→ **Exercise prompt**
Could you write out the passage from the horse show thread starting at "Mmm I got pictures, I'll" and ending at "he got 4th!", replacing "little bro" with "younger brother"?

--- START OF Quoted passage ---

# Just got back from the show :d



## waresbear (Jun 18, 2011)

Good job! Congrats!


----------



## RedTree (Jan 20, 2010)

and no pictures?!!??

lol sounds like it was good day  congrats


----------



## Marlea Warlea (Apr 27, 2010)

Mmm I got pictures, I'll upload them when I get dad to give me the camera 
Also, my little bro (age 7) rode marlea for the first time haha. He rode her in a class with me leading him as he's never been on a horse in his life and he got 4th!


----------



## PintoTess (Aug 18, 2010)

Piccies!?


----------



## Marlea Warlea (Apr 27, 2010)

As i promised.... the picture of Hunter on Marlea


----------



## feistymomma (Apr 15, 2010)

Good job!!!!!!!


----------



## PintoTess (Aug 18, 2010)

Thats really cute


----------



## MHFoundation Quarters (Feb 23, 2011)

Congrats!


----------



## Marlea Warlea (Apr 27, 2010)

And Marlea was just so chill, I thought she was gonna be all like "OMG THERES A LITTLE KID ON ME! LITTLE KIDS HAVE CLAWS AND FANGS AHHHH SAVE ME CHLOE SAVE ME!!!!" But she was more like "Oh yay, little kid, now I don't have to do any work and I can just chillax."


----------

--- END OF Quoted passage ---
--- START OF Data lines ---

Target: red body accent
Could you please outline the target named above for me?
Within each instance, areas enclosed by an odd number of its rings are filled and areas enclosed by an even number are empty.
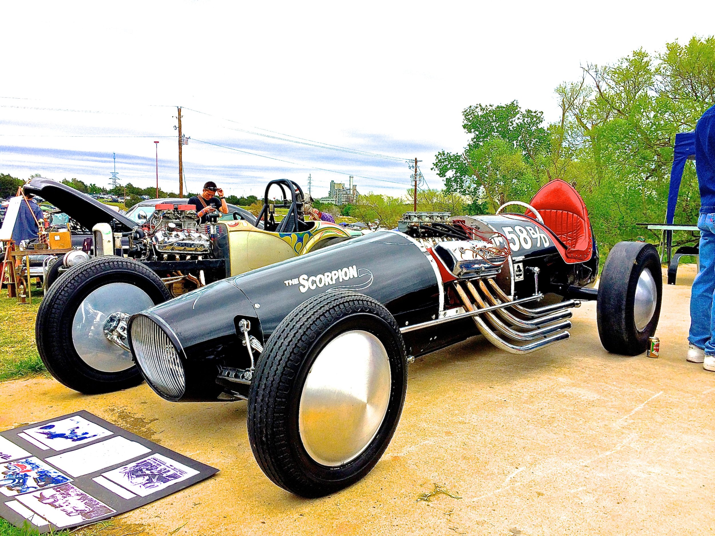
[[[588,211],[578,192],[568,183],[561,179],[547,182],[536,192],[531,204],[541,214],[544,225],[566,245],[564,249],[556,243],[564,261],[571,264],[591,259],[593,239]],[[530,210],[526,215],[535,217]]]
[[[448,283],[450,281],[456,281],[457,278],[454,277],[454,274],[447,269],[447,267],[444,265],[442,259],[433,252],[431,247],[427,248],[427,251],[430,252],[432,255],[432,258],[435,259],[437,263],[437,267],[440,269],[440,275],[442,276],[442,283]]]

--- END OF Data lines ---
--- START OF Data lines ---

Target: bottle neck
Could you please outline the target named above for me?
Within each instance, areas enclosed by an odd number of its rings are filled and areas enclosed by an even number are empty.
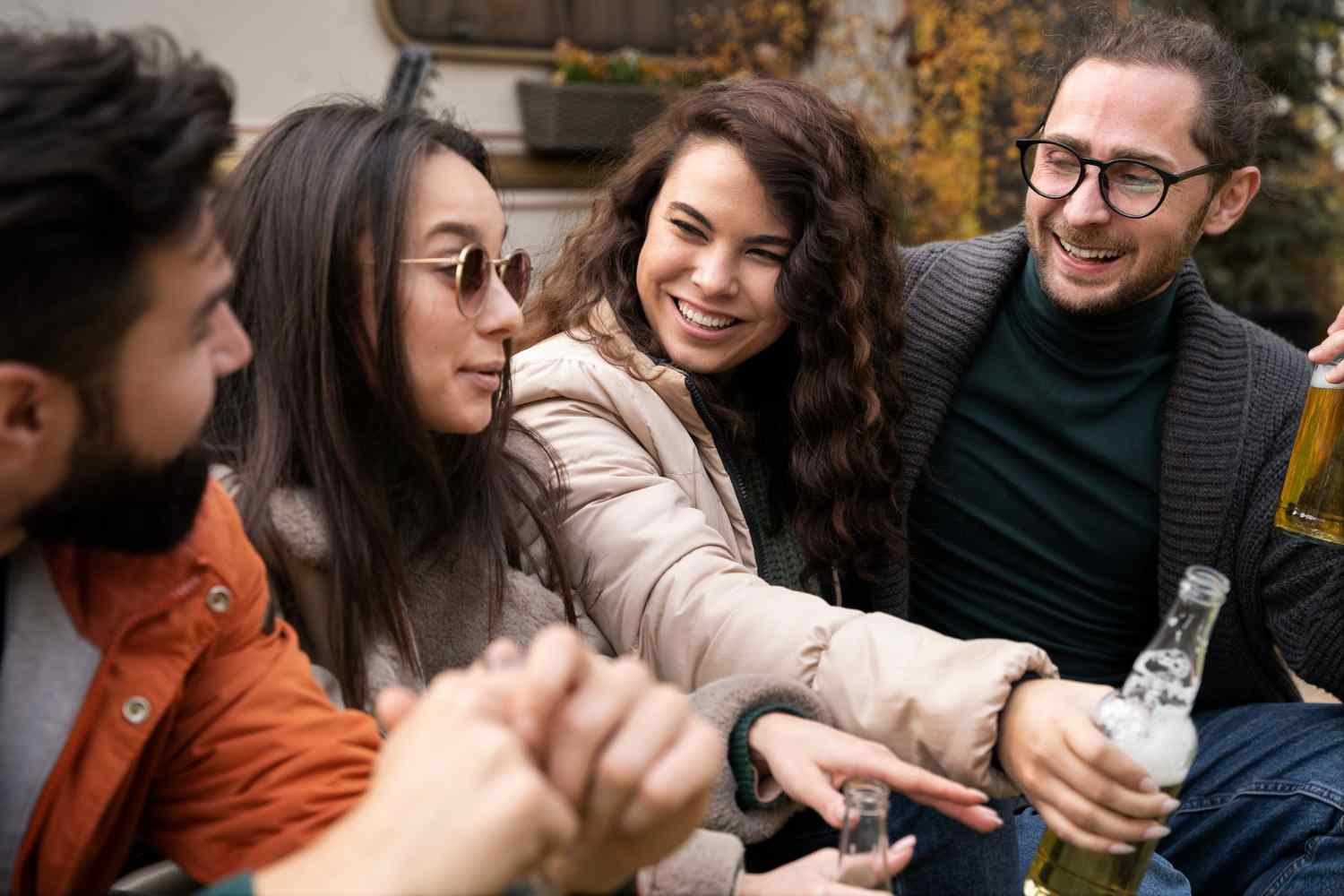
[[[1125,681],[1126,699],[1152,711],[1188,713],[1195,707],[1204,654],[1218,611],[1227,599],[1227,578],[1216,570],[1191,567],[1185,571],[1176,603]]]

--- END OF Data lines ---

→ **Task output**
Mmm I got pictures, I'll upload them when I get dad to give me the camera 
Also, my younger brother (age 7) rode marlea for the first time haha. He rode her in a class with me leading him as he's never been on a horse in his life and he got 4th!